Problem description.
Reproduce the material exactly, omitting nothing.

Records supplied.

##########

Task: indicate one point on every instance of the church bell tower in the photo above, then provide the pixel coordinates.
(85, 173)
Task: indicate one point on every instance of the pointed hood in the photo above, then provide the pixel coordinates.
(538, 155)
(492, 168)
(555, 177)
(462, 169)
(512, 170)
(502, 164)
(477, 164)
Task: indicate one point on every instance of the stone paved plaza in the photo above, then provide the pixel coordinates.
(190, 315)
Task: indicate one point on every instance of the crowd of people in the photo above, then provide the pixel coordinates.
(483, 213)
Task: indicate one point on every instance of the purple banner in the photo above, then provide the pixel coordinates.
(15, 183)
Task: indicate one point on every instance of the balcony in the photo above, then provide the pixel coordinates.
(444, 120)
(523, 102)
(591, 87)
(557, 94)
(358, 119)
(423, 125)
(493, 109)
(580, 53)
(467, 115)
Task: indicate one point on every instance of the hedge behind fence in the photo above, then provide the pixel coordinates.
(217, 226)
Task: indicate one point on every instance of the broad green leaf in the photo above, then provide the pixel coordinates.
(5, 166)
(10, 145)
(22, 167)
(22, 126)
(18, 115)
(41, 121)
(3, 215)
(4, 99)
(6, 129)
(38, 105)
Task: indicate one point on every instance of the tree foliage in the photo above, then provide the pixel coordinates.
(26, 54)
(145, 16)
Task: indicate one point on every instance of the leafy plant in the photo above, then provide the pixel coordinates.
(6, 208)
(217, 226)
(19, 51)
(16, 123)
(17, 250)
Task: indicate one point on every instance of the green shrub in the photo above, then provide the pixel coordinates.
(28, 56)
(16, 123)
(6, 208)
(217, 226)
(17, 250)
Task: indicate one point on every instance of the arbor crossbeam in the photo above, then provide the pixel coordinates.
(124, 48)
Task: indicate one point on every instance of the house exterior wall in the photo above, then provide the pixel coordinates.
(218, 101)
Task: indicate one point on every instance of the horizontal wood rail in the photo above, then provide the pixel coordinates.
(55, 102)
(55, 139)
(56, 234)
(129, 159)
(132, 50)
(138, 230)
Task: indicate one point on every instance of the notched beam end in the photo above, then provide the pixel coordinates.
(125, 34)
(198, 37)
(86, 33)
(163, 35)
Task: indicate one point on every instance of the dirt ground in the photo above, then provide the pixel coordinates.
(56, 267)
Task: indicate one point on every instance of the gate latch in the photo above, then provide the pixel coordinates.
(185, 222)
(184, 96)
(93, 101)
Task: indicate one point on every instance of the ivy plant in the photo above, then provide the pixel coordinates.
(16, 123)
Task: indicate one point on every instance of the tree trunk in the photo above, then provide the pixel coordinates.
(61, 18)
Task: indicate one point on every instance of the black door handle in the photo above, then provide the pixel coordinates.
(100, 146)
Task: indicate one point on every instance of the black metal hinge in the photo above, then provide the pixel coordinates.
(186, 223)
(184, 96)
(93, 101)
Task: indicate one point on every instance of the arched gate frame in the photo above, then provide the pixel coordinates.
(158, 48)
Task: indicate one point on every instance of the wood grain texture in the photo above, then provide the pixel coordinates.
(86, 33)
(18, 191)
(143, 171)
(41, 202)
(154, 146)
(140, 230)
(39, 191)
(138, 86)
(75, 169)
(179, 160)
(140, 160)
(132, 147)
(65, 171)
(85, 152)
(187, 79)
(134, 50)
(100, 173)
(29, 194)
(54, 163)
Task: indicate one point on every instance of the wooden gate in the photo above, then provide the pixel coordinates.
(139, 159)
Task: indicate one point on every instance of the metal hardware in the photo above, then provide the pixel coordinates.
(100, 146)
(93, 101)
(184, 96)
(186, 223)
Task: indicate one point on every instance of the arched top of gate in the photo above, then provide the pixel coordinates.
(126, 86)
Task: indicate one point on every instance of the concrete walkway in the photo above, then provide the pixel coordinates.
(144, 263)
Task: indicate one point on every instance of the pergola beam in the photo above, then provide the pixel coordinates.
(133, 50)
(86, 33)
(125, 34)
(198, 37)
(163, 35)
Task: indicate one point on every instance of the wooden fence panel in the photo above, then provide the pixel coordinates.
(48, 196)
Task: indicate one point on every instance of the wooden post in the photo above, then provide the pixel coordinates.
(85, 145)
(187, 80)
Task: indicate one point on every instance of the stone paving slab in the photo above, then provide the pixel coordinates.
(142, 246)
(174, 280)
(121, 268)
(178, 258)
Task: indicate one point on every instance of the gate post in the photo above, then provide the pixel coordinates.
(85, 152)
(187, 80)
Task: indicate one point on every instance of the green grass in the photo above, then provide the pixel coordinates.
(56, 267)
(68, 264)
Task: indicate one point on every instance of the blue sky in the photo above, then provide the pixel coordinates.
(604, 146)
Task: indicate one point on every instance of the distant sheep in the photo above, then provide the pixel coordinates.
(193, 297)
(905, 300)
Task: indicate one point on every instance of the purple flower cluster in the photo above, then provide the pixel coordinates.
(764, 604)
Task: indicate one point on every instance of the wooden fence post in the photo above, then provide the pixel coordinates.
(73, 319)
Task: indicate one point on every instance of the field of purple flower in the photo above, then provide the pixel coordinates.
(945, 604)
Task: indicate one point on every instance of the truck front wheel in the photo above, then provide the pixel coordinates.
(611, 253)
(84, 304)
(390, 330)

##########

Exercise solution.
Task: indicate one point on every instance of the church bell tower in the photo above, then provide the pixel coordinates.
(85, 173)
Task: indicate one point on every instance of the pointed hood in the photo above, then provide the pixel coordinates.
(538, 155)
(492, 168)
(555, 177)
(462, 169)
(512, 170)
(502, 164)
(477, 164)
Task: indicate one point on every instance of the stone paved plaza in the photo above, then provide the pixel coordinates.
(190, 315)
Task: indicate one point on every instance of the crowd of people in the photo above, then provide the pixel coordinates.
(483, 213)
Task: indicate one point on every instance of the purple banner in the photo above, then provide the pixel coordinates.
(15, 183)
Task: indicate one point on every instance of the balcony in the photo above, then provide the pixel coordinates.
(444, 120)
(523, 102)
(591, 87)
(557, 94)
(358, 119)
(423, 125)
(493, 109)
(580, 53)
(467, 115)
Task: indicate one point on every instance of the hedge behind fence in the photo above, then provide the pixel coordinates.
(217, 226)
Task: indicate one point on every instance of the broad green leaf in the photo above, then provide the pixel coordinates.
(5, 166)
(10, 145)
(22, 167)
(22, 126)
(18, 115)
(41, 121)
(3, 215)
(4, 99)
(6, 129)
(38, 105)
Task: indicate one point on every instance of the tree foliage in the photo above, then provide the pixel coordinates.
(26, 54)
(145, 16)
Task: indicate one point on every instance of the leafy plant in the photo above, then provide the pixel coordinates.
(6, 208)
(217, 226)
(19, 51)
(16, 123)
(17, 250)
Task: indicate one point on every instance of the green shrub in the photo above, then provide the pixel coordinates.
(28, 56)
(16, 123)
(6, 208)
(217, 226)
(17, 250)
Task: indicate one point on every instance of the arbor crossbeam in the photo above, then provide the pixel coordinates.
(124, 48)
Task: indicate one point on every instance of the house exterior wall in the photo above, then provide the pixel coordinates.
(218, 101)
Task: indicate one point on every instance of the horizontal wood rail in the photo above, then provide the pixel coordinates.
(55, 102)
(55, 139)
(56, 234)
(129, 159)
(132, 50)
(138, 230)
Task: indicate one point on every instance of the notched beam end in the photo above, then provide the pixel coordinates.
(125, 34)
(198, 37)
(86, 33)
(163, 35)
Task: indicate one point on every instance of the dirt ground in the photo above, then provide the pixel coordinates.
(56, 267)
Task: indicate one point on every instance of the gate latch in the photo above, then provide the pixel coordinates.
(185, 222)
(184, 96)
(93, 101)
Task: indicate one point on every instance of the ivy plant in the photo above, then provide the pixel coordinates.
(16, 123)
Task: indicate one point on every instance of the tree trunk in the photo above, then provide the pixel coordinates.
(61, 18)
Task: indicate one point on every instance of the black door handle in the photo above, then provide the pixel coordinates.
(100, 146)
Task: indicate one point on every instance of the black metal hinge in the photo above, then provide the pixel coordinates.
(186, 223)
(184, 96)
(93, 101)
Task: indicate one point on every instance of the arched gate frame in the photo above, then provide the pixel coordinates.
(158, 48)
Task: indicate one point on every instance of the wood grain texture in the photo above, then provide the pixel coordinates.
(86, 33)
(18, 191)
(143, 171)
(41, 202)
(154, 146)
(140, 230)
(39, 191)
(138, 86)
(75, 169)
(179, 160)
(140, 160)
(132, 147)
(65, 171)
(85, 152)
(187, 79)
(134, 50)
(100, 173)
(29, 194)
(54, 163)
Task: indicate one point on every instance of the wooden gate in the photo above, then provide the pixel coordinates.
(139, 159)
Task: indicate one point on every instance of the metal hardware in the photo above, then provide the pixel coordinates.
(100, 146)
(93, 101)
(184, 96)
(186, 223)
Task: indicate one point on every instance of the arched top of gate in the photo above, then provide the pixel coordinates.
(126, 86)
Task: indicate one point on every instance of the concrete walkway in the photo above, then provide the pixel coordinates.
(144, 263)
Task: indicate one point on every instance of the pergola beam in the photo above, then provide the pixel coordinates.
(133, 50)
(86, 33)
(125, 34)
(198, 37)
(163, 35)
Task: indicate one point on every instance of the wooden fence panel in the photo above, then provide the pixel coordinates.
(48, 196)
Task: indicate one point on every instance of the wooden post in the photo above, then provide the pixel coordinates.
(85, 145)
(187, 80)
Task: indicate one point on every instance of the stone paving slab in the photo above, then provide the pixel coordinates.
(142, 246)
(174, 280)
(121, 268)
(178, 258)
Task: indicate one point on every instance of the gate post in the photo above, then provide the pixel coordinates.
(85, 152)
(187, 80)
Task: indicate one point on every instance of the green grass in the photo above, then provide the pixel coordinates.
(56, 267)
(68, 264)
Task: indicate one point on every instance of the blue sky in the photo above, then provide the pixel coordinates.
(604, 146)
Task: indicate one point on every instance of the distant sheep in the photo above, then provide the pixel coordinates.
(193, 297)
(905, 300)
Task: indicate one point on every instance of the purple flower cluster in the photo above, then provide the pixel coordinates.
(764, 604)
Task: indicate one point on every instance of the wooden fence post in the photo above, then provide the pixel coordinates.
(73, 319)
Task: indicate one point on every instance of the field of purple flower in the photo above, then provide the pixel coordinates.
(945, 604)
Task: indicate one point on every instance of the truck front wheel in the photo above, then provide the pixel coordinates.
(611, 253)
(84, 304)
(390, 330)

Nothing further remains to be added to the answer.